» **Given exercise**: Starting with the line that contains "point: terracotta tile", copy every line through the end of the data below, exactly and with nothing added.

» **Records for this task**:
-- begin --
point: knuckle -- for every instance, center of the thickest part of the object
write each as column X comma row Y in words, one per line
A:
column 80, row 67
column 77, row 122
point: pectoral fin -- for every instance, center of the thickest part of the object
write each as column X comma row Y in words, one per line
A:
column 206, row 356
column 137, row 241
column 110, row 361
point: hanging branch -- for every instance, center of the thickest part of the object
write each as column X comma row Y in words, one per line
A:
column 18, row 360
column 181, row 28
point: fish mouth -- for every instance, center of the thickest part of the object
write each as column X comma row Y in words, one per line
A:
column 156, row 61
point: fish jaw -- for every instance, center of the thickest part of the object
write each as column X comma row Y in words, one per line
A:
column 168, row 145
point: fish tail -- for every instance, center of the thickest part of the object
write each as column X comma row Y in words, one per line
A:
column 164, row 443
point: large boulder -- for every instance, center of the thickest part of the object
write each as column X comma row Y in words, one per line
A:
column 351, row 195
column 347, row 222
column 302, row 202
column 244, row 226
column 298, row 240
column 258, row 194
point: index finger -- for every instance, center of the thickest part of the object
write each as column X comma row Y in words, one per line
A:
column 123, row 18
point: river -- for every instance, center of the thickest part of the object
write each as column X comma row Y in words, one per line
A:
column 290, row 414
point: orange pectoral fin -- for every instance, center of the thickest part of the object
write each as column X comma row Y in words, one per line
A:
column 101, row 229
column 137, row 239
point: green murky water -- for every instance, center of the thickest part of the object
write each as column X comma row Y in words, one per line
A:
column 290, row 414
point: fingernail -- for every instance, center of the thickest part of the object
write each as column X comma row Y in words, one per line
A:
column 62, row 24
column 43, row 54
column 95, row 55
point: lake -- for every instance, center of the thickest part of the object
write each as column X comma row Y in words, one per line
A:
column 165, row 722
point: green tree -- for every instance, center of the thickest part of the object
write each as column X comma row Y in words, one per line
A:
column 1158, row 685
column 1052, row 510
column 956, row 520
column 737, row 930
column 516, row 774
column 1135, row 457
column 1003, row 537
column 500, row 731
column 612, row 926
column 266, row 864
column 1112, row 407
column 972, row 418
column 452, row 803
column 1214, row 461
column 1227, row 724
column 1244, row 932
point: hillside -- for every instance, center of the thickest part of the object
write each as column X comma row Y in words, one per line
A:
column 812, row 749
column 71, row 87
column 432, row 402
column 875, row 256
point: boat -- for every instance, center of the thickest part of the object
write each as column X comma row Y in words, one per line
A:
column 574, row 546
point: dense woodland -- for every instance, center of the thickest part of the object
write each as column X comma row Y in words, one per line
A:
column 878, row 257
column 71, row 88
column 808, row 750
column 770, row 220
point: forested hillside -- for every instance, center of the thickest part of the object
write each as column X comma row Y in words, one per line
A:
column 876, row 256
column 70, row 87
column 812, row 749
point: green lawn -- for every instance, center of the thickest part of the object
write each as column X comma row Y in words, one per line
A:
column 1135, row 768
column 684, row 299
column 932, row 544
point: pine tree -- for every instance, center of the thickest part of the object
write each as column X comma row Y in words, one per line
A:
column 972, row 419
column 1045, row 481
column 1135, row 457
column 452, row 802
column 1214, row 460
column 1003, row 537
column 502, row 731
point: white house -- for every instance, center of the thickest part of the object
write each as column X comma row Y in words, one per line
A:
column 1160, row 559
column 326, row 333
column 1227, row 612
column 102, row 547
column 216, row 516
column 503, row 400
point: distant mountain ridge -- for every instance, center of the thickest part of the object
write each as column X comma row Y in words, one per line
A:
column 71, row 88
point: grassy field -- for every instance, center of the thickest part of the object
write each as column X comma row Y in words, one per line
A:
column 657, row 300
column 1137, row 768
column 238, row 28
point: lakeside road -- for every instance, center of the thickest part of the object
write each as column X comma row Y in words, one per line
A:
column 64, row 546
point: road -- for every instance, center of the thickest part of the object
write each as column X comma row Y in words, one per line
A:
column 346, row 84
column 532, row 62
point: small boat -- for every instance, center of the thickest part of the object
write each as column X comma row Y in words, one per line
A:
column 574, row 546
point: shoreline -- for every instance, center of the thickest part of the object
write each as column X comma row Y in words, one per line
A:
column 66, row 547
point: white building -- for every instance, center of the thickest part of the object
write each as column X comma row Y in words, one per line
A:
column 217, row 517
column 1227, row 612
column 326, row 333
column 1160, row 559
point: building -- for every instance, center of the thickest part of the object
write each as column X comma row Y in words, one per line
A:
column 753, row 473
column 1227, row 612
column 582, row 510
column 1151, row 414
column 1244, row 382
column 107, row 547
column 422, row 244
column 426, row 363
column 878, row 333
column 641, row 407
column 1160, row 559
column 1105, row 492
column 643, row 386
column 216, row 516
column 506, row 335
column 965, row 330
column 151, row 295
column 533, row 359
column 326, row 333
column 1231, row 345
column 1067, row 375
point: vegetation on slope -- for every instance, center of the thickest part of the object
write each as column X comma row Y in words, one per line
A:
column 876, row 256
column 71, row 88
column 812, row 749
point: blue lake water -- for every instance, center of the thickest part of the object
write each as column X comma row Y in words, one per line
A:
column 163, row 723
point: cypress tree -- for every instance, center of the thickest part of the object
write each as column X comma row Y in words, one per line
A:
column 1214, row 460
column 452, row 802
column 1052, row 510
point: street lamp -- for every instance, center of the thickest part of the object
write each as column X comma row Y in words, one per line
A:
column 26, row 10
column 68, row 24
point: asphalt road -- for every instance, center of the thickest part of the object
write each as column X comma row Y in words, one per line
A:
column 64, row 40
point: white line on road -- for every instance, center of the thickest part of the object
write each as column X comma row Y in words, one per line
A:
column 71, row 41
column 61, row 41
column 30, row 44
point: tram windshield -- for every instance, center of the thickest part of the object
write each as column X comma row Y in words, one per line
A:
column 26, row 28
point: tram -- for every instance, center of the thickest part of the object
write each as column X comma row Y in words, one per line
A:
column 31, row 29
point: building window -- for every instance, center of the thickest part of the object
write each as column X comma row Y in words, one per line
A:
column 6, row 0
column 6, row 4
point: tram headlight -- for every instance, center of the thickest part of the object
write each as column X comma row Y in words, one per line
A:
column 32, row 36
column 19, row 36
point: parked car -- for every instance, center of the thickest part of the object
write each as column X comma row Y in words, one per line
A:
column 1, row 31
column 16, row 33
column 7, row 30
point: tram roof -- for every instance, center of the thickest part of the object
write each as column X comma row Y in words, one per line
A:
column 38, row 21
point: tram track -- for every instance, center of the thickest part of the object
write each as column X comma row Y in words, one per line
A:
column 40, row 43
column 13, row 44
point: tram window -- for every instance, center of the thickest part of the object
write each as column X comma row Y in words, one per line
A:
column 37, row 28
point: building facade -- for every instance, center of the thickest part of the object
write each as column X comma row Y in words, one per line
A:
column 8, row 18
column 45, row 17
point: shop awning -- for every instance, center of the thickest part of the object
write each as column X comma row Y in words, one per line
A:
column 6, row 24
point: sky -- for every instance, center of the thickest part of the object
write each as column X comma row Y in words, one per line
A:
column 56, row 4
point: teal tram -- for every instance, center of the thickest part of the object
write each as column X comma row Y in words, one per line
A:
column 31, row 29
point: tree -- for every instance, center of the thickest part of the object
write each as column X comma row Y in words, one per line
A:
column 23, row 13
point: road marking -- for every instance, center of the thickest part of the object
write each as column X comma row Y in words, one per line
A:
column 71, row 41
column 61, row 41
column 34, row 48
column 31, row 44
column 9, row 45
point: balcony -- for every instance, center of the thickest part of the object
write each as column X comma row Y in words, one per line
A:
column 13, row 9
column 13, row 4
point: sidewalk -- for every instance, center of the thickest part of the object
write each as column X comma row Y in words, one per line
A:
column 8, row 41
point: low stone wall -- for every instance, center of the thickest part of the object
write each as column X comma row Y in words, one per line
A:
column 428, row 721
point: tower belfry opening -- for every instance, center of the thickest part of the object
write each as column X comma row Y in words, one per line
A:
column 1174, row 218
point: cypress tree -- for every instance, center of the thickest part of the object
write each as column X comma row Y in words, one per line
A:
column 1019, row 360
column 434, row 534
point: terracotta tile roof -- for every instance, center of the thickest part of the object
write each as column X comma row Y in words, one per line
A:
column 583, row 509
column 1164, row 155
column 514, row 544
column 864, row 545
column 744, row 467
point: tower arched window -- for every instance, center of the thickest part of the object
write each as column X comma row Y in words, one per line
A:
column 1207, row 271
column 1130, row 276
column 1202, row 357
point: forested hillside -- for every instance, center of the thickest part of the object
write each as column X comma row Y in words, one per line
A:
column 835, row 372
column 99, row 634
-- end --
» **Solution to this exercise**:
point: terracotta tile roof -- for every instance, center of the thickest part of the object
write each as column X comma row Y in words, one per line
A:
column 583, row 509
column 1164, row 155
column 514, row 544
column 864, row 545
column 744, row 467
point: tower arched window -- for every instance, center of the thickest part of the object
write each as column X comma row Y in words, one per line
A:
column 1207, row 271
column 1130, row 276
column 1202, row 357
point: forested hillside -- for every instance, center of the thickest part of the object
write each as column X comma row Y in words, one per line
A:
column 835, row 372
column 99, row 634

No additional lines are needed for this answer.